Problem to work on - Which of the lines below include the word "queried"? Pull each one out.

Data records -
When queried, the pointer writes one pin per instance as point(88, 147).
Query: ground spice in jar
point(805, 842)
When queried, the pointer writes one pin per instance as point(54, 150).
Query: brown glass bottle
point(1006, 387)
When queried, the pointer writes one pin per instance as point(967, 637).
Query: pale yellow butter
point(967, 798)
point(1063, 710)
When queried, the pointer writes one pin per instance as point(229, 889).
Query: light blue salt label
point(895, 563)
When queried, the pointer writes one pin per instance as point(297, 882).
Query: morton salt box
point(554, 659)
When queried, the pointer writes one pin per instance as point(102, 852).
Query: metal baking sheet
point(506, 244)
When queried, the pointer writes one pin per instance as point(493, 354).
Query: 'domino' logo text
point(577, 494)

Reply to the task -
When queried, the pointer writes one pin per instance as point(88, 147).
When queried, the pointer writes one pin per instance as point(54, 150).
When queried, the pointer writes one pin per instance as point(967, 637).
When queried, the pointer writes one pin per instance as point(229, 889).
When queried, the pointer writes one pin per instance as point(297, 882).
When queried, the pointer writes one pin per instance as point(102, 852).
When queried, the pointer writes one pin per instance as point(493, 354).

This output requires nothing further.